● Written exercise:
Write out the records beneath this line exactly as they appear, minus any images.

● Provided records:
______

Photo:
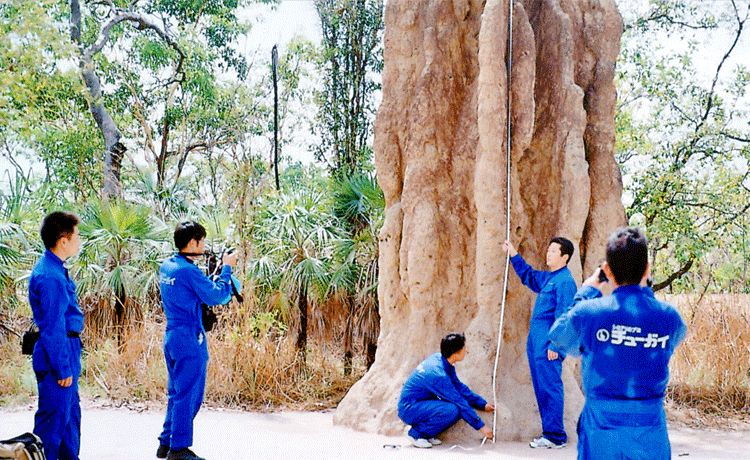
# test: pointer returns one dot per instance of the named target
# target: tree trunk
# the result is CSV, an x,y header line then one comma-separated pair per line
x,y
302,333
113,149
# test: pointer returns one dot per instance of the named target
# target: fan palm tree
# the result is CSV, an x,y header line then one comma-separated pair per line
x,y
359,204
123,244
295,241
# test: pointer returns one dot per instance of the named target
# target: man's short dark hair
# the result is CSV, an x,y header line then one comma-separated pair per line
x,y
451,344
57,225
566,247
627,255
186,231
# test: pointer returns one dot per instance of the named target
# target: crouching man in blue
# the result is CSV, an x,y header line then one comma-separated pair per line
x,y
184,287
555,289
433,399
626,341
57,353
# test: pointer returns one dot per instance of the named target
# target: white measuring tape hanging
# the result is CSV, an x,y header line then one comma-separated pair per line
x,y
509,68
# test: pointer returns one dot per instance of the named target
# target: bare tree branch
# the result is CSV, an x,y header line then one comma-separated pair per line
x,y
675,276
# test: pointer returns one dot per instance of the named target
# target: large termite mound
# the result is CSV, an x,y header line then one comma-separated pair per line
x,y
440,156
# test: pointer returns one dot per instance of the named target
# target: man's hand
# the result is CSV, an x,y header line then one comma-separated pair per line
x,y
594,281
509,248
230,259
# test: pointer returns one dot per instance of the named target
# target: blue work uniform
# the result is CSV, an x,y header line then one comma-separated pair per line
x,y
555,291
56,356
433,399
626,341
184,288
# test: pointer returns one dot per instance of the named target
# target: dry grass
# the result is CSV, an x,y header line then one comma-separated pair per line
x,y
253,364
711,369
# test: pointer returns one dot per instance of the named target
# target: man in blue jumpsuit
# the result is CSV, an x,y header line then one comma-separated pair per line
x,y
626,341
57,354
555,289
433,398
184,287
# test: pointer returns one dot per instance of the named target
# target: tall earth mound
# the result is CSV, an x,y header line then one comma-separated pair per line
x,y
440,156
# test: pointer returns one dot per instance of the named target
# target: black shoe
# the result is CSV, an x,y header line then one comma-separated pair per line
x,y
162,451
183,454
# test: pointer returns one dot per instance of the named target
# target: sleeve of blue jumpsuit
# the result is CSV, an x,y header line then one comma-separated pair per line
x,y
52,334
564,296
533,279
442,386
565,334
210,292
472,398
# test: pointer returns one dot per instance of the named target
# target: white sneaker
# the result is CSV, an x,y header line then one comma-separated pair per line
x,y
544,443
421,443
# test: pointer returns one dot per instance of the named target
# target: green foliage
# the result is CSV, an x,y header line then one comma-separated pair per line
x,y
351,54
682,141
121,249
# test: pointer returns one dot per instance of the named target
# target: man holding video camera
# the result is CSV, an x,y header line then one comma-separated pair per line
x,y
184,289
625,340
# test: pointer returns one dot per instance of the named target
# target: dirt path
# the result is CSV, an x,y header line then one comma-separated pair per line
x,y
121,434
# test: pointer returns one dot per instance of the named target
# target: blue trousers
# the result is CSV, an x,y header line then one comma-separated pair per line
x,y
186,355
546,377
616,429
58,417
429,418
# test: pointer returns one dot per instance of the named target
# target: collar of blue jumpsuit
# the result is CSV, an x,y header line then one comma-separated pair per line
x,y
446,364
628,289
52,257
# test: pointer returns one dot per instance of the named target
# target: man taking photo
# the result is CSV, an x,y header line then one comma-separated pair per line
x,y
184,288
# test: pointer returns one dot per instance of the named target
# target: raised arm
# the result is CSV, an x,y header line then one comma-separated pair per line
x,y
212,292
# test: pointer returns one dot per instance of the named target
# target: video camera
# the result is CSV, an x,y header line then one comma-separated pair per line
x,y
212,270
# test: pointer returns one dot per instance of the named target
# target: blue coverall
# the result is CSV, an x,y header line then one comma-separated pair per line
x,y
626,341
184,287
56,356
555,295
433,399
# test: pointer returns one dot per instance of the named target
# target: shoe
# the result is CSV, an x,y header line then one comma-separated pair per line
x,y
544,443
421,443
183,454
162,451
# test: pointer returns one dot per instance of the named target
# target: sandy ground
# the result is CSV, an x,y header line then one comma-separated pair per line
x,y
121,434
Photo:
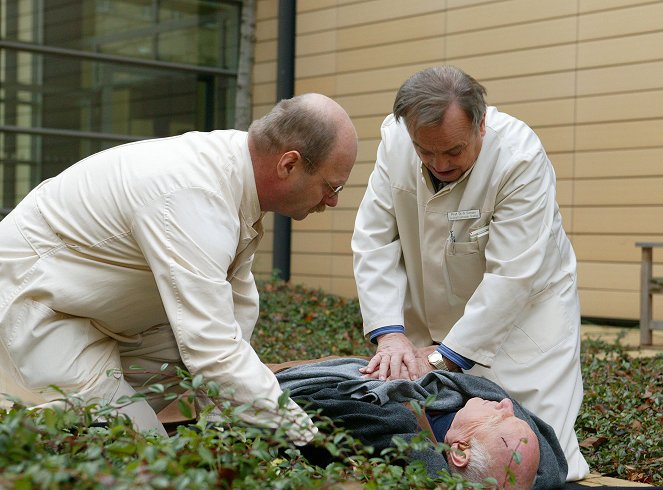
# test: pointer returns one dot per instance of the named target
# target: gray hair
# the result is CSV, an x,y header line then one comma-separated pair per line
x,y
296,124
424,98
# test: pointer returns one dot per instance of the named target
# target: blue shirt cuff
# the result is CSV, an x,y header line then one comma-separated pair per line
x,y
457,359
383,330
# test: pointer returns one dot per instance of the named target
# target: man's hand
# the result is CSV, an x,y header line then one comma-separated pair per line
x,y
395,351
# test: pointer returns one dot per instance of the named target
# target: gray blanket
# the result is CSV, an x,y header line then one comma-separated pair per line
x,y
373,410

______

● Exercise response:
Photo:
# test: pointer returns one dot per instance of the named target
# target: tree trunk
# the result is CSV, an x,y header line then one comma-separated pair per line
x,y
302,333
113,149
# test: pointer returns one dot per instance of the named target
# target: fan palm tree
# the result is CSV, an x,y header line then one comma-separated pair per line
x,y
359,204
123,244
295,241
# test: pointer returns one dot per instance of the named target
# target: man's short dark hair
# the result is CSV, an x,y header line then one comma-separated pair per line
x,y
451,344
57,225
566,247
627,255
186,231
# test: pointer returns one dot per instance of the named target
# target: crouching man in blue
# the result is CSV, an x,y header line then one comma-separated pair per line
x,y
184,287
555,289
433,399
626,341
57,353
# test: pointer returns one dot per instance of the named target
# target: white measuring tape hanging
# the result is CSV, an x,y header line then one comma-separated pair per line
x,y
509,68
# test: pointer returns one dot per instance of the named target
# target: bare tree branch
# the result is CSV, an x,y header line then one comma-separated pair per line
x,y
675,276
# test: pointer returns one dot per instance of the named target
# target: large termite mound
# the result is CSV, an x,y header line then one comma-separated pair per line
x,y
440,156
# test: pointer returns one dot per instance of the named target
# target: man's hand
# the result is CSV, an x,y header line then one comma-separated pair per line
x,y
594,281
509,248
230,259
# test: pointer returns one dot per instance of the named target
# target: blue work uniform
# the result is CSV, an x,y header line then one comma-separated pair per line
x,y
555,291
56,356
433,399
626,341
184,288
# test: pointer returns one dot per instance of the named target
# target: dry grass
# the result is CSV, an x,y header line then one comma-separated pair per line
x,y
253,364
711,369
# test: pointer returns one dot per instance of the named target
# target: man in blue jumpsuit
# the result is CSV, an x,y header line then one comma-separated pair per line
x,y
626,341
57,354
555,289
433,398
184,287
# test: pointer returns one dot per instance of the named target
# target: tall earth mound
# the result is CSV, an x,y header line then one comma-separated pair per line
x,y
440,156
# test: pointer returns one dot per instance of the named target
# target: black shoe
# the result is CSV, an x,y header line then one comma-separated pair per line
x,y
162,451
183,454
# test: pointer returns one dot per instance of the named target
# target: sleeve of blue jumpsuit
# the result is CSV, an x,y header line then one comma-separated pair per line
x,y
52,334
564,296
533,279
442,386
565,334
210,292
472,398
# test: pointer returns one dot per instance of the named target
# target: white sneaker
# the result is CSV, an x,y header line then one comma-separated pair per line
x,y
544,443
421,443
# test: pointer returns one dot per instance of the named target
# target: green foliage
# the result is CSV, an x,y header line then one comma-separated pair per line
x,y
351,54
682,141
121,249
# test: pointer returns one dot per instance of the named target
# target: man holding video camera
# the result is CSV, an x,y header line then one comma-separated pair per line
x,y
184,289
625,340
# test: pointer returns one dot per instance of the named target
# target: dirt path
# the result is CSV, an x,y header line then one comma-separated pair per line
x,y
121,434
# test: pointer returns one dot per instance of the named target
# target: blue trousers
# the result is CSV, an x,y header line then one comma-separated pair per line
x,y
186,355
546,377
616,429
58,417
429,418
# test: pointer returns one dot per instance of the named target
# target: collar of blue jumpsuit
# the result is CSV, an x,y header line then one comma-separated pair per line
x,y
446,364
628,289
52,257
# test: pointer returns one dot per instance of the named target
# target: man taking photo
# the result is CSV, an x,y header line then one comma-separated pair per line
x,y
184,288
# test: pointer returns one dot per instance of the named target
# target: raised arm
# the result is CSV, an x,y header line then one comma-separated pair per line
x,y
212,292
# test: pointer returns one dot per instance of the named target
# target: video camera
# the result is CSV, an x,y header line then one comma-separated pair per line
x,y
212,270
# test: pointer returns one dot per instance of the named target
# target: blue coverall
# the result is CSV, an x,y header line then one comma-separated pair per line
x,y
626,341
184,287
56,356
555,295
433,399
# test: pointer returns one dot per instance of the named target
# target: shoe
# the result is CSV, an x,y header line then one comma-separated pair per line
x,y
544,443
421,443
183,454
162,451
# test: pointer returns one dot per instance of the named target
# target: sandy ground
# the result is CSV, an x,y header line then one comma-separated pair per line
x,y
121,434
Photo:
# test: pointer returns one dot per instance of the named target
# target: gray hair
# the result is CSV, an x,y header line then one comma-separated pair per line
x,y
296,124
424,98
# test: pointer returns one dot per instance of the named target
# target: blue shirt cuff
# the result is CSV, an x,y header line then one comma-separated pair per line
x,y
457,359
383,330
# test: pointer returns one dot per instance of the named target
# target: man's hand
# the result is CSV, an x,y header line then one comma-separated pair per line
x,y
395,351
# test: pointer returns one dot per instance of the named target
# target: gray blanket
# the result is CSV, an x,y header line then one comma-separated pair per line
x,y
373,410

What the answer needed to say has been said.